INSTRUCTION:
Put the lines below, from the line with "Reviewer note: verify that every instance of the projector" up to and including the line with "<point>135,93</point>", into a Markdown table with the columns Row and Line text. Number each row and leave out any blank lines.
* * * * *
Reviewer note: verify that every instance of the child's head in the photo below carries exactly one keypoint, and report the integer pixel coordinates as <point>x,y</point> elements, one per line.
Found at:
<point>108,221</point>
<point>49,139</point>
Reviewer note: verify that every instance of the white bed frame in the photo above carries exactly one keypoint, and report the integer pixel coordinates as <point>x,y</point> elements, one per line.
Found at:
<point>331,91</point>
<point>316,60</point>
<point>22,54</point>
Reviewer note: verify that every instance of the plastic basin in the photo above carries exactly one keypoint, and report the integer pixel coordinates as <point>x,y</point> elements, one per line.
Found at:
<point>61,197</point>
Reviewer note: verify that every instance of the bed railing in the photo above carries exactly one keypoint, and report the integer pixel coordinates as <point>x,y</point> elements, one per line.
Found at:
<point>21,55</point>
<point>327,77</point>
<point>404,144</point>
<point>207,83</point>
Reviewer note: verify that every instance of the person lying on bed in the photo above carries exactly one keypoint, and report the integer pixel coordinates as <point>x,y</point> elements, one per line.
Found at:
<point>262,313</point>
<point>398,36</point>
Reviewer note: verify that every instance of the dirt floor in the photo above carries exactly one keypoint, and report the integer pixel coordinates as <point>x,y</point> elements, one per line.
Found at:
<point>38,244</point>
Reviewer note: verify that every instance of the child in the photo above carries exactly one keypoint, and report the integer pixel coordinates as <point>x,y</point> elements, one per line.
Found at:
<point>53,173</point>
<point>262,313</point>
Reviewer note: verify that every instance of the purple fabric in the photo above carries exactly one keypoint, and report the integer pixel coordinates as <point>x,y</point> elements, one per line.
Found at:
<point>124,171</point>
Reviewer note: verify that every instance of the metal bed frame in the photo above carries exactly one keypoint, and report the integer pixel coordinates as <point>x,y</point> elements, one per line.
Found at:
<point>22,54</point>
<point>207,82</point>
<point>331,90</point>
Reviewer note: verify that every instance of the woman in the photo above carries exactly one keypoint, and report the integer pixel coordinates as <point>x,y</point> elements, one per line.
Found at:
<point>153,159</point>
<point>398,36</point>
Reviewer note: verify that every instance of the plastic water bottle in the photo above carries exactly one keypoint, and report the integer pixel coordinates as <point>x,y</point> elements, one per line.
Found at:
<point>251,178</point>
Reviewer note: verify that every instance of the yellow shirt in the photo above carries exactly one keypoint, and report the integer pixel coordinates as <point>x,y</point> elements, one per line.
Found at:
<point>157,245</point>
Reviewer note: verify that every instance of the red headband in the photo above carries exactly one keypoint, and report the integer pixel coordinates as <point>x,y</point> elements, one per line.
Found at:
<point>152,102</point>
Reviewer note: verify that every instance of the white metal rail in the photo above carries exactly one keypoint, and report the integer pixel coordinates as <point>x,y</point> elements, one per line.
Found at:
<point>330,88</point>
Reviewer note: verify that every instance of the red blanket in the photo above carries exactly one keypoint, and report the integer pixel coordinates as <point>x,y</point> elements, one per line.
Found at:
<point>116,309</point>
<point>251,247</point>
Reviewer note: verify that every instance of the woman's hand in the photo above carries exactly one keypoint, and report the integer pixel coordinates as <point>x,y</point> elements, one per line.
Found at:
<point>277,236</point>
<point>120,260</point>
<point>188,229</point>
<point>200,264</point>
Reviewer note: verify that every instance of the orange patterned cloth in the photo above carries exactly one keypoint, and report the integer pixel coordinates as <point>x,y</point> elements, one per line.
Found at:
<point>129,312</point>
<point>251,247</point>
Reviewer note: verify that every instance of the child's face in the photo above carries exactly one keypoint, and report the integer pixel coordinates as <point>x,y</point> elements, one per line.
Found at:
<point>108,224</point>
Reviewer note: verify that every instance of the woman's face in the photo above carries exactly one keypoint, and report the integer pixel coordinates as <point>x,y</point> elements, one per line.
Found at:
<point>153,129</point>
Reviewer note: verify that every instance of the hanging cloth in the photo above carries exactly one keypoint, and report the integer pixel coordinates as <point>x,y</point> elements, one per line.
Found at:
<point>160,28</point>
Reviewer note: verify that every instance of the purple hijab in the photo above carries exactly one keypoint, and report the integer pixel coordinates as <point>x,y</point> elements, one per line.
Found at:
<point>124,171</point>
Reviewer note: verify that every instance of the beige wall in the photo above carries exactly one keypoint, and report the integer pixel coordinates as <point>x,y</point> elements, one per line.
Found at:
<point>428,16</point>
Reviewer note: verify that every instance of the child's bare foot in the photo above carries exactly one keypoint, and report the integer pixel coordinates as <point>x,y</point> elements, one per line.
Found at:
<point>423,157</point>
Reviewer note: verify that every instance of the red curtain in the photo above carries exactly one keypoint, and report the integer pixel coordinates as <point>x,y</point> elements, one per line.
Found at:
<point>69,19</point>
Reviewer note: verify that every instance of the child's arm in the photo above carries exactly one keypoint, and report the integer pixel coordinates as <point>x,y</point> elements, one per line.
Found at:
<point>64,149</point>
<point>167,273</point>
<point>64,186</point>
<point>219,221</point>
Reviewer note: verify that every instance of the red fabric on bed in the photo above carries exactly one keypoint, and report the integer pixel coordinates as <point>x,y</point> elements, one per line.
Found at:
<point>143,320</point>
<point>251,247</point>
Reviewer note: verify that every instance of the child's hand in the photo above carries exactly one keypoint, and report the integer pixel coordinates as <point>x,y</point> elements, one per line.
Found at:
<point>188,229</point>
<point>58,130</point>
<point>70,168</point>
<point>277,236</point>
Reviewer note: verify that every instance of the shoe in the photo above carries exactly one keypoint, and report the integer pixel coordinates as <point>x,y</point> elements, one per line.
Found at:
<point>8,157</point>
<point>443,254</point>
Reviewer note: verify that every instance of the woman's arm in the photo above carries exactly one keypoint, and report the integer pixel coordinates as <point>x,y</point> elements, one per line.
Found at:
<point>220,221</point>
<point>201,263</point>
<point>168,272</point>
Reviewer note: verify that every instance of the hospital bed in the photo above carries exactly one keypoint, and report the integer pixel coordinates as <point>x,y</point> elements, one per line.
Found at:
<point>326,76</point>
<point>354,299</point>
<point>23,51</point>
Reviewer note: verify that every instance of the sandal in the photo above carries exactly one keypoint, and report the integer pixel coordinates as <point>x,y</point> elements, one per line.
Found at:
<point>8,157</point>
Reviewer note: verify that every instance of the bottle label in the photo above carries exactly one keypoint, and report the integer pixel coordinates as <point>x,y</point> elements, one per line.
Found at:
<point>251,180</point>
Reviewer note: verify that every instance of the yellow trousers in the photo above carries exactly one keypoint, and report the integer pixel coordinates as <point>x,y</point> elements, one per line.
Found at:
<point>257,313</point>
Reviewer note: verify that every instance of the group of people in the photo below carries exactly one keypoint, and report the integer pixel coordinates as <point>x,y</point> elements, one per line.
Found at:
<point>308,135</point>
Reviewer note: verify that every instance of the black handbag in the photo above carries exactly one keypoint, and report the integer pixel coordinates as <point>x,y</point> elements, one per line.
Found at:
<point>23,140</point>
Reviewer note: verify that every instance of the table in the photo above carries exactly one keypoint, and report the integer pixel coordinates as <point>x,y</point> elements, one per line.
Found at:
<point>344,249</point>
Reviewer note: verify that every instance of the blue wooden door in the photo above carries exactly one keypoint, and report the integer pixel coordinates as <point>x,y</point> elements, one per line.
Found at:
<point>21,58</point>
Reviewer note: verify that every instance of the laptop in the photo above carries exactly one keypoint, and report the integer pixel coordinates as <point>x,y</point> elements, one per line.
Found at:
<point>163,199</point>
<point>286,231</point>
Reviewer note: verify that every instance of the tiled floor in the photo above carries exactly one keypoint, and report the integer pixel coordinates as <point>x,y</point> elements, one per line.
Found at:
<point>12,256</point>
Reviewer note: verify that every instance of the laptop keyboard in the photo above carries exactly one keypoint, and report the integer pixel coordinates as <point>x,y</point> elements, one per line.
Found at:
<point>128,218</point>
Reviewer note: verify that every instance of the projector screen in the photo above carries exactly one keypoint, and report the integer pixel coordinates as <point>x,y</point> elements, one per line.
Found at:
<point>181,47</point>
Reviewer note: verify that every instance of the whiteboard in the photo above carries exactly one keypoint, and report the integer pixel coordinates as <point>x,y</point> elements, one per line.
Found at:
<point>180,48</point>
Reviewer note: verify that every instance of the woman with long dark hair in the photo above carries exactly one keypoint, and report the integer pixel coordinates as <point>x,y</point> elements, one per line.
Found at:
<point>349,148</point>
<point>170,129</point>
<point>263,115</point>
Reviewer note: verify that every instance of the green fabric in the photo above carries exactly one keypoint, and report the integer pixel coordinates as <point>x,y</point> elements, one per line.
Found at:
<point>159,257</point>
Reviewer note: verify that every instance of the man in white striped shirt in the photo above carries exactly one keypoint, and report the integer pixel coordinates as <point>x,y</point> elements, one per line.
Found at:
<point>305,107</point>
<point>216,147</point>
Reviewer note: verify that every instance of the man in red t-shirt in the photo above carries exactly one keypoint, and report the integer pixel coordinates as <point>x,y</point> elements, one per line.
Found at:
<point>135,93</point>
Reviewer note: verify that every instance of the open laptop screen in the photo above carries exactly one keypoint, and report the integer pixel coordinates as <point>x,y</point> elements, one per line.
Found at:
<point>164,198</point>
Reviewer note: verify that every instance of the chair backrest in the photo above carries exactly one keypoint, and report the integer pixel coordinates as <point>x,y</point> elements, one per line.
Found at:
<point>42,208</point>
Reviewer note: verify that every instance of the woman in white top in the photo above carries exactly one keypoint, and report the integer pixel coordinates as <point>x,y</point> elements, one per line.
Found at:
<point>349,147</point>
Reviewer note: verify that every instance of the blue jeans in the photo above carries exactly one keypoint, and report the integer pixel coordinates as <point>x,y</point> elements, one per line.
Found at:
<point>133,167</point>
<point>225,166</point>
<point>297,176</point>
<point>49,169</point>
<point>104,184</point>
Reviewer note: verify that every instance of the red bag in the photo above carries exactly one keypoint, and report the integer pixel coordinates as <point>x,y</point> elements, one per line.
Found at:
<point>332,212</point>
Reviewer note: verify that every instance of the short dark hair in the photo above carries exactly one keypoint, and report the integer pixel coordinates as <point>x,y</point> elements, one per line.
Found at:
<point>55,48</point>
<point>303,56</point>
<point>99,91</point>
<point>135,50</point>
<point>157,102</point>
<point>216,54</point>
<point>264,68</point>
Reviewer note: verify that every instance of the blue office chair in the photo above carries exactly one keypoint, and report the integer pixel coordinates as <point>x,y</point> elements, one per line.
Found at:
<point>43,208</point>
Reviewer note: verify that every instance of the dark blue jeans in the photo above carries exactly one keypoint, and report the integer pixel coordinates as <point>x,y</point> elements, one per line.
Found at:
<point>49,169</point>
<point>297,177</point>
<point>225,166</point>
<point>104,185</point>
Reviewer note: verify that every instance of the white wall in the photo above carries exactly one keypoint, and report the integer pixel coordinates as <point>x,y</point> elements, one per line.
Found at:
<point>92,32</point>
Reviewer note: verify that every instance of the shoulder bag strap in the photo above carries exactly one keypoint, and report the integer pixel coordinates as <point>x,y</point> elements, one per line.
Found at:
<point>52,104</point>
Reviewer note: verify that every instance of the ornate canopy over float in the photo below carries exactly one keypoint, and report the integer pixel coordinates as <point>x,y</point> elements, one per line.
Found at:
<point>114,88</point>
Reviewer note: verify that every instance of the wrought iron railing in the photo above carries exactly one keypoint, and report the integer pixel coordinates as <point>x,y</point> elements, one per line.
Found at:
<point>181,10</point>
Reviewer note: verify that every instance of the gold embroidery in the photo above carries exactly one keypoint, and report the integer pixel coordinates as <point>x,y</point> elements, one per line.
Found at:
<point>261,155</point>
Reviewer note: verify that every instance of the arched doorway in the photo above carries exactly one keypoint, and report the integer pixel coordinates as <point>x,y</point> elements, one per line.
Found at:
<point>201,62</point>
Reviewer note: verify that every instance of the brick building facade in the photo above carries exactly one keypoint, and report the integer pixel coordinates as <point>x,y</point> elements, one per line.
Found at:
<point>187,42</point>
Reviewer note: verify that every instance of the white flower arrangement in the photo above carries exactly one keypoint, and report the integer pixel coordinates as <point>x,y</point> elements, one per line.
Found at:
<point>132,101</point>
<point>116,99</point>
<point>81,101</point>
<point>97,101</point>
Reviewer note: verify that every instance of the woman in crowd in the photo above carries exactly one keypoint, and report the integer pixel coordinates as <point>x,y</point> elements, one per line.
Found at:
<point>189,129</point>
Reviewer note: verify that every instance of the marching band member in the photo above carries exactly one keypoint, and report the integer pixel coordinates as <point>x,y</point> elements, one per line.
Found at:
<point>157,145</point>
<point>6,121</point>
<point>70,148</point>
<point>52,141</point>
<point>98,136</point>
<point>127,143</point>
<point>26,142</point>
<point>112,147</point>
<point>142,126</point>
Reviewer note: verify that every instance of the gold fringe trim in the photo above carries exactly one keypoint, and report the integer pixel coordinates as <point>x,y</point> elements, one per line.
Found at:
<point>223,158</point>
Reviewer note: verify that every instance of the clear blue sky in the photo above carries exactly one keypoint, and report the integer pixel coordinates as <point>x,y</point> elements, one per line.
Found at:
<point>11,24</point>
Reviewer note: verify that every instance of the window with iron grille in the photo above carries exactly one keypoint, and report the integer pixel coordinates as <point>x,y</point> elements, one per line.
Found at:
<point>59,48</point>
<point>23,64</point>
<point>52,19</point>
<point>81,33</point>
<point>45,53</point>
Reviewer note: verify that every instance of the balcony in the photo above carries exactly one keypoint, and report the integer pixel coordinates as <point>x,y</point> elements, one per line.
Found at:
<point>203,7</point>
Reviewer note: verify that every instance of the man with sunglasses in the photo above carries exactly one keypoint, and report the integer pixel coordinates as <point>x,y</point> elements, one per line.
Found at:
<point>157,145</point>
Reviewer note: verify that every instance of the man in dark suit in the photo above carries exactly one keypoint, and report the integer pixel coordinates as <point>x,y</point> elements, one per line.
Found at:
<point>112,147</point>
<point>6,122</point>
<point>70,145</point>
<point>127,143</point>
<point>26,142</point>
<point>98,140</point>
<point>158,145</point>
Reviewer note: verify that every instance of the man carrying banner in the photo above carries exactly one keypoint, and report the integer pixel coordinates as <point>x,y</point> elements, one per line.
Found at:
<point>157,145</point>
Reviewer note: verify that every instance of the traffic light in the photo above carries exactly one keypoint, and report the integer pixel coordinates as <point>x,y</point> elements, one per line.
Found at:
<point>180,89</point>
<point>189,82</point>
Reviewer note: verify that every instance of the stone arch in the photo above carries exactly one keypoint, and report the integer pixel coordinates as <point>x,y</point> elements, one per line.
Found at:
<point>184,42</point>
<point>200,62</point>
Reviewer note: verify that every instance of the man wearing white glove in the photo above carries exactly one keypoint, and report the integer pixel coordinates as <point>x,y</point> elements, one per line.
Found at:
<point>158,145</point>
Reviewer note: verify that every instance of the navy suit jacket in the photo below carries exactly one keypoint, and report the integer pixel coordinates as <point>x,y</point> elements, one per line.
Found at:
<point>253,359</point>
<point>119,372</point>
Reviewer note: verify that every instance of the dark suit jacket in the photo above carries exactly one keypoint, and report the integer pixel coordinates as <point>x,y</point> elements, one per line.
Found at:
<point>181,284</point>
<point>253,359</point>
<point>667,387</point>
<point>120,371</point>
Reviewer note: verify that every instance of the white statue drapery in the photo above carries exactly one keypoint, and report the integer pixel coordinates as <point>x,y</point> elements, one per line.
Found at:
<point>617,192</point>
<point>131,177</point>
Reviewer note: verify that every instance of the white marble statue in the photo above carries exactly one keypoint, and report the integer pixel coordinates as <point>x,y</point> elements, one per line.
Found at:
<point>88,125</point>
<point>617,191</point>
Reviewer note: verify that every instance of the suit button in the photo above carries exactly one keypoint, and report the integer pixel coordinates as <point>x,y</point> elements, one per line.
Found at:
* * * * *
SOLUTION:
| Row | Line text |
|---|---|
| 1 | Reviewer note: verify that every instance of the projector screen in the photo above carries exactly one keypoint, and report the integer pixel coordinates as <point>x,y</point> elements, one per line. |
| 2 | Found at: |
| 3 | <point>181,47</point> |
| 4 | Reviewer note: verify that every instance of the whiteboard in the photo above carries exactly one keypoint, and report the integer pixel coordinates as <point>x,y</point> elements, one per line. |
| 5 | Found at: |
| 6 | <point>180,48</point> |
| 7 | Reviewer note: verify that every instance of the woman with long dark hair in the photo above carries exactly one keypoint, and report the integer pixel coordinates as <point>x,y</point> elements, one per line. |
| 8 | Found at: |
| 9 | <point>349,148</point> |
| 10 | <point>170,129</point> |
| 11 | <point>263,115</point> |
| 12 | Reviewer note: verify that every instance of the green fabric in the photo above carries exactly one keypoint, and report the integer pixel coordinates as <point>x,y</point> elements, one per line. |
| 13 | Found at: |
| 14 | <point>159,257</point> |
| 15 | Reviewer note: verify that every instance of the man in white striped shirt in the photo above carries exactly one keypoint, and report the integer pixel coordinates as <point>x,y</point> elements, one per line. |
| 16 | Found at: |
| 17 | <point>305,107</point> |
| 18 | <point>216,147</point> |
| 19 | Reviewer note: verify that every instance of the man in red t-shirt in the photo above carries exactly one keypoint, and report the integer pixel coordinates as <point>x,y</point> elements, one per line. |
| 20 | Found at: |
| 21 | <point>135,93</point> |